§ PASSAGE:
****************************************

Puritan v. Quakers – Quaker Perspective

There’s a kind of sucker punch in many presentations of American history, wherein we are told that the Puritans left England for America because they had suffered religious persecution—and then the Puritans persecuted other religions here!  We’re given the impression that they were looking for freedom of religion and then denied it to others.

In the 1650’s several of our ancestors became Quakers and enduried escalating fines,  prison, banishment, whipping and ear cutting.   Some of these ancestors were closely involved when four Quakers were condemned to death and executed by public hanging for their religious beliefs in Boston in 1659, 1660 and 1661.   Richard SCOTT’s daughter Patience, in June, 1659, a girl of about eleven years, having gone to Boston as a witness against ‘the persecution of the Quakers, was sent to prison; others older being banished.  Today we ask, “What kind of people put an 11 year old girl in jail? ”

In our 2011 imagination, the Quakers are the conscientious objector good guys while the Puritans are the hypocritical tyrants.  Almost any book you read about the Massachusetts Bay Colony gives you the feeling that the moment those people set foot on shore in America they started betraying their own values. Objectivity is hard to come by when you’re reading about the Puritans.  Is our modern perspective accurate?

Navigate this Report
1. Puritan Perspective

2. Quaker Perspective
3. Trials & Tribulations

4. Boston Martyrs
5. Aftermath

2. Quaker Perspective

The “Friends”, “Children of the Light” or “Quakers” were the most libertarian and fanatical of Protestant reformers, rejecting in toto formal religion. Anathema to the original English Quaker, George Fox, were priests in any form of employ of the state (“hirelings”). Moved by his own “direct revelation of the divine” – aren’t they all – he eschewed “steeplehouses” (churches) and relied on his charisma alone to draw vast outdoor crowds. The hot gospelling, spirit-filled hysteria attracted a following and alarmed the Puritan elite, not least because the Friends refused any form of deference, oaths or tithes.

George Fox

Among Fox’s ideas were:

  • Rituals can be safely ignored, as long as one experiences a true spiritual conversion.
  • The qualification for ministry is given by the Holy Spirit, not by ecclesiastical study. This implies that anyone has the right to minister, assuming the Spirit guides them, including women and children.
  • God “dwelleth in the hearts of his obedient people”: religious experience is not confined to a church building. Indeed, Fox refused to apply the word “church” to a building, using instead the name “steeple-house”, a usage maintained by many Quakers today. Fox would just as soon worship in fields and orchards, believing that God’s presence could be felt anywhere.
  • Though Fox used the Bible to support his views, Fox reasoned that, because God was within the faithful, believers could follow their own inner guide rather than rely on a strict reading of Scripture or the word of clerics.

****************************************

§ ITEMS:
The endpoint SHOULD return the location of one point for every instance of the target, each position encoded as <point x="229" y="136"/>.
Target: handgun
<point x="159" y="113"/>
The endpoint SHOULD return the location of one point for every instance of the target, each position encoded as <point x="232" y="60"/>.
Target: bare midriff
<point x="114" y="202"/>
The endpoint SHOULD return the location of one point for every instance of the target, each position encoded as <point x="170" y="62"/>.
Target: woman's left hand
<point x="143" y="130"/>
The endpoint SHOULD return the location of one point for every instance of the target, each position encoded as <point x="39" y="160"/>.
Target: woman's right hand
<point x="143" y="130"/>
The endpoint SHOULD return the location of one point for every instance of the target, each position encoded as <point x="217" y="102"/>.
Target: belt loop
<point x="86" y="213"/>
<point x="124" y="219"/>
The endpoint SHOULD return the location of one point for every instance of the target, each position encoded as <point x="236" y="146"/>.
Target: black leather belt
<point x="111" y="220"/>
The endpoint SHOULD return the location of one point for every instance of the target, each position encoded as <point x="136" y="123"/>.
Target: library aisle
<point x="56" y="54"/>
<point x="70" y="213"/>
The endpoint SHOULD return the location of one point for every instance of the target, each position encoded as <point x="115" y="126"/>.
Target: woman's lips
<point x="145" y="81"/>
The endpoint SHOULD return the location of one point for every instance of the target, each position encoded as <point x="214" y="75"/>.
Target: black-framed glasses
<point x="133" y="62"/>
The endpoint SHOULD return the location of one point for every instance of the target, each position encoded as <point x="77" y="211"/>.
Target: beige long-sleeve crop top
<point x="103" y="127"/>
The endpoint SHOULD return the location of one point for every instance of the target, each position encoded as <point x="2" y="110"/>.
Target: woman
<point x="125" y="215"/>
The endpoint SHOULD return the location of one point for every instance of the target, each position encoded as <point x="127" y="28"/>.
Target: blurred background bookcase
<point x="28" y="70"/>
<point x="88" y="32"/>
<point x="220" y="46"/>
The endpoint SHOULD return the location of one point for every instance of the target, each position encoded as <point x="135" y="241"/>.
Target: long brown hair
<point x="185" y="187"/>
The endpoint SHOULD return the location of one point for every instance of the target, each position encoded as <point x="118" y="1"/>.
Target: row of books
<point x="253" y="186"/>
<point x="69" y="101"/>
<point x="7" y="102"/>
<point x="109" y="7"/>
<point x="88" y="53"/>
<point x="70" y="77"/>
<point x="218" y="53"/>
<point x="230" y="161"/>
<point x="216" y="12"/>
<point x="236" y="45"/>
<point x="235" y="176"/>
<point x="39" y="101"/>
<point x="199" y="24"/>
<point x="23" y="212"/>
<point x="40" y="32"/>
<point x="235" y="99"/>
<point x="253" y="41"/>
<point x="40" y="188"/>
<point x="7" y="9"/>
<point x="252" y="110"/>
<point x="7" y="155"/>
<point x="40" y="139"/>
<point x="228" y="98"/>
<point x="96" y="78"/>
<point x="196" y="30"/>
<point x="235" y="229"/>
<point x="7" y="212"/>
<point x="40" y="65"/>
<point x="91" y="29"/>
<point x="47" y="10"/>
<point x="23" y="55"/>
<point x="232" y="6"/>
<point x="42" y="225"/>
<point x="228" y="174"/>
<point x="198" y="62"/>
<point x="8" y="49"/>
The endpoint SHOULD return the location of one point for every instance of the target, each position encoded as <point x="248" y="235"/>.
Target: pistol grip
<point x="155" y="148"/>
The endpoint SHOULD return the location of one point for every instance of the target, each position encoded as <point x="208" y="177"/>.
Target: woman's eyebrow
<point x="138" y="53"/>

****************************************

§ PROBLEMS TO WORK ON:
a – Answer these questions from the passage on Puritans and Quakers.
(i) In which years were four Quakers hanged in Boston?
(ii) About how old was Patience when she was sent to prison?
(iii) What name did Fox use for a church building?
b – Quote word for word the part of the passage on Puritans and Quakers that begins at the words "In our 2011" and stops after "modern perspective accurate?".
The entries have nothing to do with these tasks.

§ PROBLEM SOLUTIONS:
a –
(i) 1659, 1660 and 1661
(ii) About eleven years old
(iii) Steeple-house

b –
In our 2011 imagination, the Quakers are the conscientious objector good guys while the Puritans are the hypocritical tyrants.  Almost any book you read about the Massachusetts Bay Colony gives you the feeling that the moment those people set foot on shore in America they started betraying their own values. Objectivity is hard to come by when you’re reading about the Puritans.  Is our modern perspective accurate?